• [DOCUMENT EXCERPT]:
════════════════════
# cvt 08 transsmision



## hellaflushAltima08 (Aug 16, 2013)

So my tranny messed up I was told I need a new one so I bought one for a good pruce with warranty and low miles but the shop I went to said there is a 98% chance it won't work in ny altina even though its from a 2008 altima like mine because the computer can be different and i would have to get a transsmission through his friend where it would cost **** 4 x more but it would be the right transmission, he said he would make sure it fits by the vin of my car and the tranny but the tranny I bought has a vin very similar to mine ,.so will it work with any 08 tranny aslong as it is from the same engine type or is he right.. because I feel like he is trying to rip me off for like 4 grand more


----------



## Fman (Sep 26, 2009)

FYI, Your transmission is covered under factory warranty for 120k miles or 10 years. If you are over the 120k miles then you are out of luck, otherwise take it to your dealer and they will replace it for you free.


----------



## rogoman (Dec 16, 2004)

First of all, is you car a 2.5 S or a 3.5 S because the CVTs are different. The CVT model for the QR25DE, 4 cyl, is RE0F10A, VIN code Z. For the VQ35DE, 6 cyl, is RE0F09B, VIN code W. The transmission VIN code is in position 7. If you have the correct one, the new CVT should work.


----------
════════════════════
• [GIVEN PROBLEM]:
Revise the 2008 Altima CVT thread from "So my tranny" to "(Sep 26, 2009)", putting "garage" in place of "shop".

• [GIVEN MATERIAL]:
════════════════════
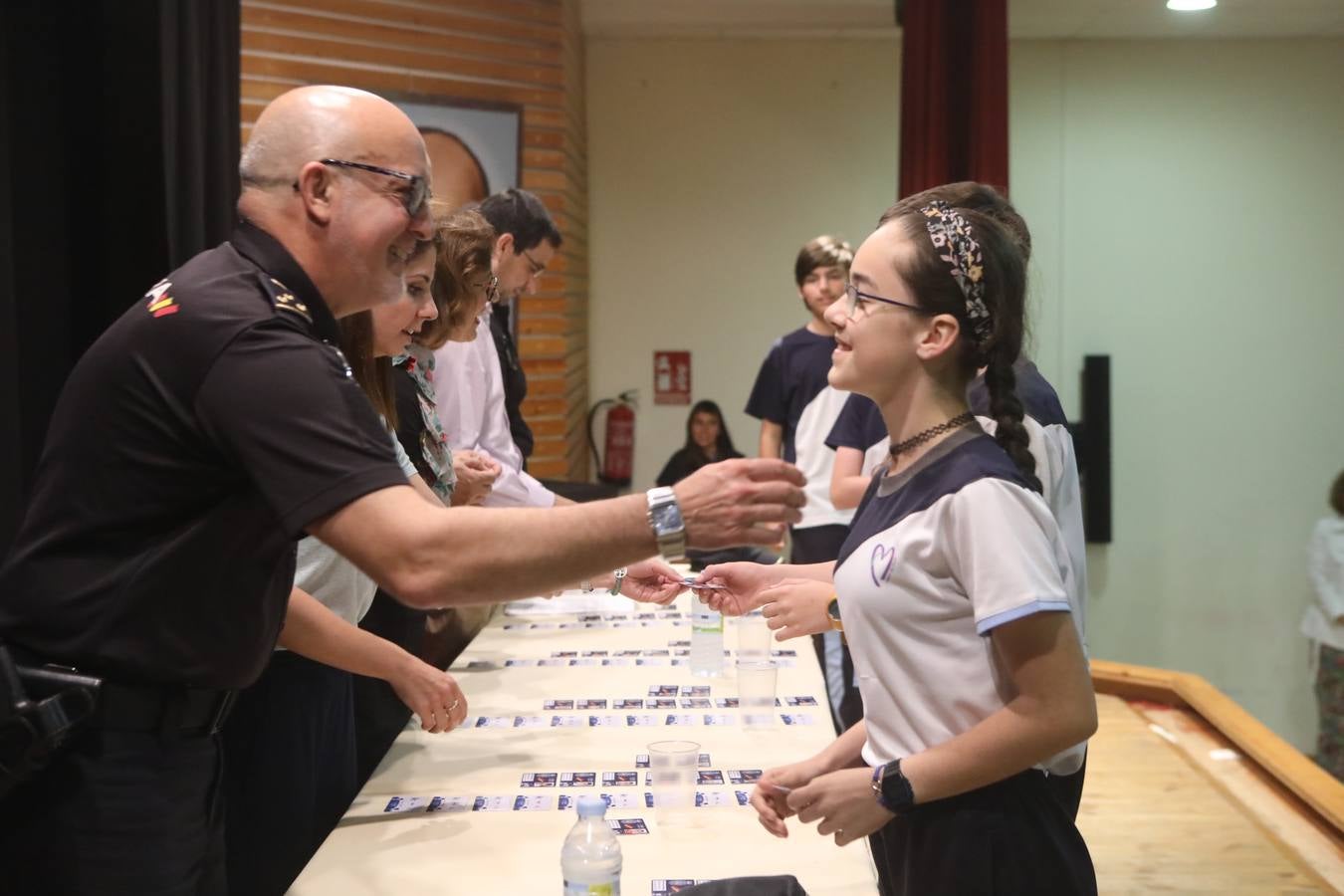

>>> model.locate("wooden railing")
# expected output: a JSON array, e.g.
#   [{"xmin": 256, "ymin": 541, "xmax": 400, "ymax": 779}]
════════════════════
• [TASK RESPONSE]:
So my tranny messed up I was told I need a new one so I bought one for a good pruce with warranty and low miles but the garage I went to said there is a 98% chance it won't work in ny altina even though its from a 2008 altima like mine because the computer can be different and i would have to get a transsmission through his friend where it would cost **** 4 x more but it would be the right transmission, he said he would make sure it fits by the vin of my car and the tranny but the tranny I bought has a vin very similar to mine ,.so will it work with any 08 tranny aslong as it is from the same engine type or is he right.. because I feel like he is trying to rip me off for like 4 grand more


----------



## Fman (Sep 26, 2009)